- _Working data_:
-- Begin --
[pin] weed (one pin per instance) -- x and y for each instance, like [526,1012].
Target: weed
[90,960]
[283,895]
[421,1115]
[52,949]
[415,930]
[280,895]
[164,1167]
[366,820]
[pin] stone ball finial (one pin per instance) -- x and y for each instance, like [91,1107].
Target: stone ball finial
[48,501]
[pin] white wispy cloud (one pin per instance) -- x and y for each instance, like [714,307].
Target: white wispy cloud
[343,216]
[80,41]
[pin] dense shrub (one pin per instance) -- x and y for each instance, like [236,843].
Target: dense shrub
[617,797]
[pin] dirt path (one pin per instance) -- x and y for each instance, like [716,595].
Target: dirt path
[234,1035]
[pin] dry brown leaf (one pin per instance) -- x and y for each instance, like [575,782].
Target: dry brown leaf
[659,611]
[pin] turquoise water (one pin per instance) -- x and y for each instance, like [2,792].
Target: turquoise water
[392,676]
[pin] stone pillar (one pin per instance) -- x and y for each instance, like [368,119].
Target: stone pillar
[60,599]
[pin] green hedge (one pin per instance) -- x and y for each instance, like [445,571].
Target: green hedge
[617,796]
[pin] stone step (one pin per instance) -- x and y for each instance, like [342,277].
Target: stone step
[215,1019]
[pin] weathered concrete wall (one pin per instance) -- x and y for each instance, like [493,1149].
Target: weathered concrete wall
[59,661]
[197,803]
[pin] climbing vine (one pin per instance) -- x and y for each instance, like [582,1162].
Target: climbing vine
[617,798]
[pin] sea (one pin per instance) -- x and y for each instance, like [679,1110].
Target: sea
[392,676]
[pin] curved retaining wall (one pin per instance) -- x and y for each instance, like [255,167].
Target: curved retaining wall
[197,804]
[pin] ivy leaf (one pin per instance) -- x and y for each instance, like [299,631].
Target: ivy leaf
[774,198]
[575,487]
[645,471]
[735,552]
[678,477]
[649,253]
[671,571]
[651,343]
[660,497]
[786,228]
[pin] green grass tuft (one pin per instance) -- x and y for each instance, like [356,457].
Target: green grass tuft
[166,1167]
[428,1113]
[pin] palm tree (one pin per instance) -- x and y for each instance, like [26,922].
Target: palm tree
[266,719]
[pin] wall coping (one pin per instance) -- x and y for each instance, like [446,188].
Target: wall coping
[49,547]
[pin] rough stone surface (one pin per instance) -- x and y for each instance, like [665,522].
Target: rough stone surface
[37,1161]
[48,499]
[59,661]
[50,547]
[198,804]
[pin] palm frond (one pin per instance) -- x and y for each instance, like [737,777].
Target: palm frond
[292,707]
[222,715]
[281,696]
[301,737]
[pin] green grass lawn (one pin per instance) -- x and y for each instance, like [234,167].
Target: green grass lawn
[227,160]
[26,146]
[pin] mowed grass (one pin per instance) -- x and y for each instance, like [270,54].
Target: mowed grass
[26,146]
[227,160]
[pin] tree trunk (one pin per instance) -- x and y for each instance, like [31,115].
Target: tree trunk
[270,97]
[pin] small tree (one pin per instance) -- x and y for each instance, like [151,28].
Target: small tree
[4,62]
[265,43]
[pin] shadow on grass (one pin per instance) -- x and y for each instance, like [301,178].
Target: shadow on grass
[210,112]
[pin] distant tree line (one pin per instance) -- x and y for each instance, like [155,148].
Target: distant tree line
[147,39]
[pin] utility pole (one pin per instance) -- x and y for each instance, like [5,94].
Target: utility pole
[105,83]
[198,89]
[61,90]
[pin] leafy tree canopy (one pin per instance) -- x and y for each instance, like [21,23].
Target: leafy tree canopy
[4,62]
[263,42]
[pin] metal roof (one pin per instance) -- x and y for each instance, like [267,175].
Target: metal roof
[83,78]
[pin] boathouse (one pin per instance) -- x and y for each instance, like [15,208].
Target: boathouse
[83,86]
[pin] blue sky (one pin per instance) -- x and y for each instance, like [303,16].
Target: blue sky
-- End --
-- Begin --
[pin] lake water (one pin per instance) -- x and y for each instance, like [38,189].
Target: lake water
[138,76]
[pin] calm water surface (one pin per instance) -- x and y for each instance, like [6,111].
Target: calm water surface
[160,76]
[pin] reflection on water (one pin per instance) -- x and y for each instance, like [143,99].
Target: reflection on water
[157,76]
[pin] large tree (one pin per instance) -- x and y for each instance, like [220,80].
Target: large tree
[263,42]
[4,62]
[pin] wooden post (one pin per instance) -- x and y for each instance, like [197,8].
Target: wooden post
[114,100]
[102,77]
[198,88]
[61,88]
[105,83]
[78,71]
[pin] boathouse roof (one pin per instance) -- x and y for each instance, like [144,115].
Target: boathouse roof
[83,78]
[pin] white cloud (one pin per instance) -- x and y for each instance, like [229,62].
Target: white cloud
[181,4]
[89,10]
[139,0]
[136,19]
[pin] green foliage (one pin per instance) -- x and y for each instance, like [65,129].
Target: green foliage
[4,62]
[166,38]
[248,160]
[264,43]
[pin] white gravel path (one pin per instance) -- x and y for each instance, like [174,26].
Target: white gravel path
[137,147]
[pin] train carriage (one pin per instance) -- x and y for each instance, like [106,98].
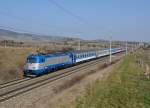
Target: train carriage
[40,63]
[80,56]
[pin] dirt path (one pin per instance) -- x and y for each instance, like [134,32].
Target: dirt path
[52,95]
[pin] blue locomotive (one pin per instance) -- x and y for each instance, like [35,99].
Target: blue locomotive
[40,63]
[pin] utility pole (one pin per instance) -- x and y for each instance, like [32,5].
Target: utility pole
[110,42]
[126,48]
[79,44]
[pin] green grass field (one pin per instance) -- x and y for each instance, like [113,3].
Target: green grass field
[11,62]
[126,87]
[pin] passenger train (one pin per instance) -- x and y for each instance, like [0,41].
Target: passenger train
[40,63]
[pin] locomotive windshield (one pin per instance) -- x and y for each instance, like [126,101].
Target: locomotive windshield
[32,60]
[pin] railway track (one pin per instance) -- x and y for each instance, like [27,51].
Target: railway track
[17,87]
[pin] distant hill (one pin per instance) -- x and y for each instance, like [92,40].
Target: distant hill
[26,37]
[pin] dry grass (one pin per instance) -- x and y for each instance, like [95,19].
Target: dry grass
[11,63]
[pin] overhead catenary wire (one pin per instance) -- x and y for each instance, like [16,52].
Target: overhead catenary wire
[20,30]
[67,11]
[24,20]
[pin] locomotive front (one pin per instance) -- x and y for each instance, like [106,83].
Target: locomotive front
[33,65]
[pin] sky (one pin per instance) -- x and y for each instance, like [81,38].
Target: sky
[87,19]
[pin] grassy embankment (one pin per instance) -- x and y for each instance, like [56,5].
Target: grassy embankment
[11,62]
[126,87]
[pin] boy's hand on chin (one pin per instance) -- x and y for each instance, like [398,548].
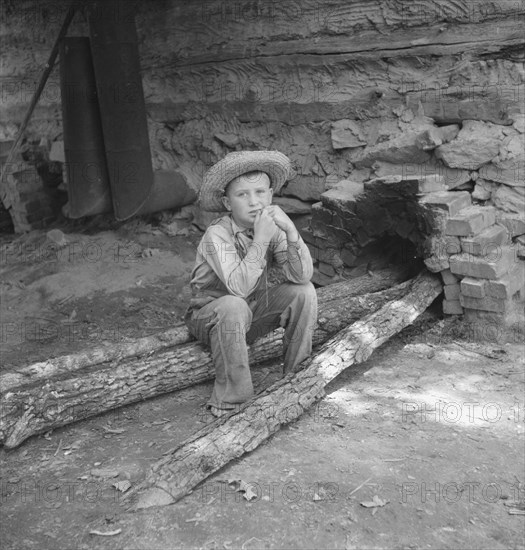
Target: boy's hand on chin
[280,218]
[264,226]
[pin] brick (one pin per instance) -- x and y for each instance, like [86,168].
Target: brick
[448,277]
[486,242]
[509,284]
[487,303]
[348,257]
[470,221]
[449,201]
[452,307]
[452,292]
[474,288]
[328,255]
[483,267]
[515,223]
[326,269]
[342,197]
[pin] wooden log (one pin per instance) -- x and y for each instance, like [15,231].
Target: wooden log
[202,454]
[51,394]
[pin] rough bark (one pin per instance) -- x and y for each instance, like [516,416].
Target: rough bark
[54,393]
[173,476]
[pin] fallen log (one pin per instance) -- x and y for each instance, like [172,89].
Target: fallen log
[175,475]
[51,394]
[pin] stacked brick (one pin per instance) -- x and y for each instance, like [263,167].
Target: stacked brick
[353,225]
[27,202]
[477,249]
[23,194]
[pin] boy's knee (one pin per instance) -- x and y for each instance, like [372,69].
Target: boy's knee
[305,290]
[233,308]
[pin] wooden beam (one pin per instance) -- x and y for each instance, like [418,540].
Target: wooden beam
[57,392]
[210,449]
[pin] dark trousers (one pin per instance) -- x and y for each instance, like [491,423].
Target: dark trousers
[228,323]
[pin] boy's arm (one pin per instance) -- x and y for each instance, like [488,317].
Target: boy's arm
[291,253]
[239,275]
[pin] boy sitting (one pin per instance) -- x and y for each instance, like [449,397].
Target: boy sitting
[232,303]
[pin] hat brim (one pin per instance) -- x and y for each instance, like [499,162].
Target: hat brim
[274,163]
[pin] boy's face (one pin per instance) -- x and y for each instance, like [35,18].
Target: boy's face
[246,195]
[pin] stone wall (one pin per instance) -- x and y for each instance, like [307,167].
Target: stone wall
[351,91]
-- End --
- _What is required_: Copy every line in full in the stretch from the line containing "[pin] metal roof" through the line containing "Target: blue sky", multiplying each answer's x and y coordinates by 2 and rounding to whole numbers, halves up. Leave the sample coordinates in the item text unchanged.

- _Answer for the task_:
[pin] metal roof (one pin per instance) -- x and y for each instance, like [267,175].
Target: metal roof
[166,156]
[pin] boathouse (one pin per instance) -- x and y for each instance, like [15,208].
Target: boathouse
[166,172]
[pin] blue sky (one pin per instance) -- x and y for each instance, like [303,16].
Target: blue sky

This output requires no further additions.